▶ WHAT NEEDS TO BE DONE:
Only an exact repetition of all the entries will be accepted.

□ □ □ □ □

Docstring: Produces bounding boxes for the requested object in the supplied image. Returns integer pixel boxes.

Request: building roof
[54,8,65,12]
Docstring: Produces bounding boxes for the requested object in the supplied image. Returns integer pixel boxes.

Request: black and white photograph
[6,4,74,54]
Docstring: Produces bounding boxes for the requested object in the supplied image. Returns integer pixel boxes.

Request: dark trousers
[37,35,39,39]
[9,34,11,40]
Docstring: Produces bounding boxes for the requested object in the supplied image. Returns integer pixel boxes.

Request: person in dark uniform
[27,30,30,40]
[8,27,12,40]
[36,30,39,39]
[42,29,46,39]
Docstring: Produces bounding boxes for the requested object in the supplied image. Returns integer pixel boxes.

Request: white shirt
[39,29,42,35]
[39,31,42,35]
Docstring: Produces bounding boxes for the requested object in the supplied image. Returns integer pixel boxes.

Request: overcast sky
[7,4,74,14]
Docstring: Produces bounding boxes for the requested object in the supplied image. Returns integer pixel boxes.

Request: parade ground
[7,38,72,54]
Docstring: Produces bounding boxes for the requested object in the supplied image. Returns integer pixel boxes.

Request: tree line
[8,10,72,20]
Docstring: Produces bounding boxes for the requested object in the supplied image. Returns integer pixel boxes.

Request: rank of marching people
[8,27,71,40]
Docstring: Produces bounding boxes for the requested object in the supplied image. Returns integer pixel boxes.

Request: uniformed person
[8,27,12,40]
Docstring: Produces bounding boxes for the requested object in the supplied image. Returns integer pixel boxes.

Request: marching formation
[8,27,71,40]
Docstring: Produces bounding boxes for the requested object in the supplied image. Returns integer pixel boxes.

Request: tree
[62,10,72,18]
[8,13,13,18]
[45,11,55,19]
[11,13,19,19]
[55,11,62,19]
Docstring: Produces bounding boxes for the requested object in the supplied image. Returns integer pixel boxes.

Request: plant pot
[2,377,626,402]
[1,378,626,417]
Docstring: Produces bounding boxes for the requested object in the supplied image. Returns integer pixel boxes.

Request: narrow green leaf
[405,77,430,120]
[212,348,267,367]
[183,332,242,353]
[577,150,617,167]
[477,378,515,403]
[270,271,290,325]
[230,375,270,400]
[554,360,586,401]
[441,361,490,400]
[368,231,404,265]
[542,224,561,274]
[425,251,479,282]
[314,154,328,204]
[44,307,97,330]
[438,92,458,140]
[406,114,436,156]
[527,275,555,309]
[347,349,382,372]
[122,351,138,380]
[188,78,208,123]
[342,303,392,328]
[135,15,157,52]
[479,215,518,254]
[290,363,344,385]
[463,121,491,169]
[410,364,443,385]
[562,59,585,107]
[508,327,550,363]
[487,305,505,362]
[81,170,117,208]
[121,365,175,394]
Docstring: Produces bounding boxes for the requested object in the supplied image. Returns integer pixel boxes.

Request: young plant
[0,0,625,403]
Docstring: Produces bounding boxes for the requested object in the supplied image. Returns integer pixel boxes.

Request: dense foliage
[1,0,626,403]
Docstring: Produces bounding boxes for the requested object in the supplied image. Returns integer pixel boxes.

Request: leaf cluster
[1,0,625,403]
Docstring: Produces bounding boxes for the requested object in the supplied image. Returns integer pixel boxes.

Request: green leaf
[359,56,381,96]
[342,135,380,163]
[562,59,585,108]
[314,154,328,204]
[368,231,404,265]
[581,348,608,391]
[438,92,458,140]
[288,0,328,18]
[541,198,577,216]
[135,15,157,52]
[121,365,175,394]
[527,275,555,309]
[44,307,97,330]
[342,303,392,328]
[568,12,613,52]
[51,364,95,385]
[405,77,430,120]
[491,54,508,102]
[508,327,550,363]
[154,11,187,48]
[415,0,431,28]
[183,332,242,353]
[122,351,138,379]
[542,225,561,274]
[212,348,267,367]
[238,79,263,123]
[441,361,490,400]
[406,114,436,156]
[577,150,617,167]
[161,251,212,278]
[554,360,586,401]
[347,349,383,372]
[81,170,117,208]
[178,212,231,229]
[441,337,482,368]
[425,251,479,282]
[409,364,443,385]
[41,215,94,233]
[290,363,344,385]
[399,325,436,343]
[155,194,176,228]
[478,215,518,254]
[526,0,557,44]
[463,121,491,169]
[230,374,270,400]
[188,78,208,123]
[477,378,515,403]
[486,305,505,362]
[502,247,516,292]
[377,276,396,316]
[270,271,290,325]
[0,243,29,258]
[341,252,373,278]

□ □ □ □ □

▶ WRITTEN RESPONSE:
Docstring: Produces bounding boxes for the requested object in the supplied image. Returns integer pixel boxes.

Request: building roof
[54,8,65,12]
Docstring: Produces bounding boxes for the requested object in the supplied image. Returns integer pixel boxes.

Request: black and white photograph
[6,4,74,54]
Docstring: Produces bounding boxes for the requested object in the supplied image. Returns integer pixel boxes.

Request: dark trousers
[37,35,39,39]
[9,34,11,40]
Docstring: Produces bounding boxes for the requested object in the supplied image. Returns integer pixel boxes.

Request: person in dark uniform
[27,30,30,40]
[8,27,12,40]
[36,30,39,39]
[42,29,46,39]
Docstring: Produces bounding boxes for the requested object in the supplied image. Returns integer pixel boxes.

Request: white shirt
[39,29,42,35]
[39,31,42,35]
Docstring: Produces bounding boxes for the requested object in the supplied image. Returns integer pixel boxes.

Request: overcast sky
[7,4,74,14]
Docstring: Produces bounding boxes for the requested object in the supplied image. Returns integer pixel boxes.

Request: parade ground
[7,38,72,54]
Docstring: Produces bounding boxes for the requested object in the supplied image. Returns integer pixel boxes.

Request: tree line
[8,10,72,20]
Docstring: Produces bounding boxes for the requested object in the supplied image. Returns integer pixel boxes.

Request: rank of marching people
[8,27,71,40]
Docstring: Produces bounding boxes for the requested object in the supplied image. Returns integer pixel boxes.

Request: uniformed person
[8,27,12,40]
Docstring: Produces bounding boxes for the requested object in the supplied image. Returns integer pixel boxes.

Request: marching formation
[8,27,71,40]
Docstring: Produces bounding boxes for the requested object in the supplied image. Returns integer pixel boxes.

Request: tree
[62,10,72,18]
[8,13,13,18]
[45,11,55,19]
[11,13,19,19]
[55,11,62,19]
Docstring: Produces bounding boxes for the requested object in the supplied image. Returns integer pixel boxes.

Request: plant pot
[2,377,626,402]
[1,378,626,417]
Docstring: Produces bounding boxes for the requested object in the supplied image. Returns integer pixel boxes.

Request: narrow green leaf
[405,77,430,120]
[212,348,267,367]
[183,332,242,353]
[577,150,617,167]
[477,378,515,403]
[270,271,290,325]
[230,375,270,400]
[554,360,586,401]
[441,361,490,400]
[368,231,404,265]
[542,224,561,274]
[425,251,479,282]
[314,154,328,204]
[44,307,97,330]
[438,92,458,140]
[406,114,436,156]
[527,275,555,309]
[347,349,382,372]
[122,351,138,380]
[188,78,208,123]
[342,303,392,328]
[135,15,157,52]
[479,215,518,254]
[290,363,344,385]
[463,121,491,169]
[410,364,443,385]
[562,59,585,107]
[508,327,550,363]
[487,305,505,362]
[81,170,117,208]
[121,365,175,394]
Docstring: Produces bounding boxes for the requested object in the supplied image. Returns integer pixel boxes.

Request: young plant
[0,0,625,403]
Docstring: Produces bounding boxes for the requested object in the supplied image. Returns integer pixel boxes.

Request: dense foliage
[1,0,626,403]
Docstring: Produces bounding boxes for the requested object in the supplied image. Returns integer pixel boxes.

Request: leaf cluster
[1,0,625,403]
Docstring: Produces bounding boxes for the requested object in the supplied image. Returns integer pixel boxes.

Request: green leaf
[359,56,381,96]
[342,135,380,163]
[562,59,585,108]
[314,154,328,204]
[368,231,404,265]
[581,348,608,391]
[438,92,458,140]
[288,0,328,18]
[541,198,577,216]
[135,15,157,52]
[121,365,175,394]
[527,275,555,309]
[44,307,97,330]
[342,303,392,328]
[568,12,613,52]
[51,364,95,385]
[405,77,430,120]
[491,54,508,102]
[508,327,550,363]
[154,11,187,48]
[415,0,431,28]
[183,332,242,353]
[122,351,138,379]
[542,225,561,274]
[212,348,267,367]
[238,79,263,123]
[441,361,490,400]
[406,114,436,156]
[577,150,617,167]
[161,251,212,278]
[554,360,586,401]
[347,349,383,372]
[81,170,117,208]
[178,212,231,229]
[441,337,482,368]
[425,251,479,282]
[409,364,443,385]
[41,215,94,233]
[290,363,344,385]
[399,325,436,343]
[155,194,176,228]
[478,215,518,254]
[526,0,557,44]
[463,121,491,169]
[230,374,270,400]
[188,78,208,123]
[477,378,515,403]
[486,305,505,362]
[502,247,516,292]
[377,276,396,316]
[270,271,290,325]
[0,243,29,258]
[341,252,373,278]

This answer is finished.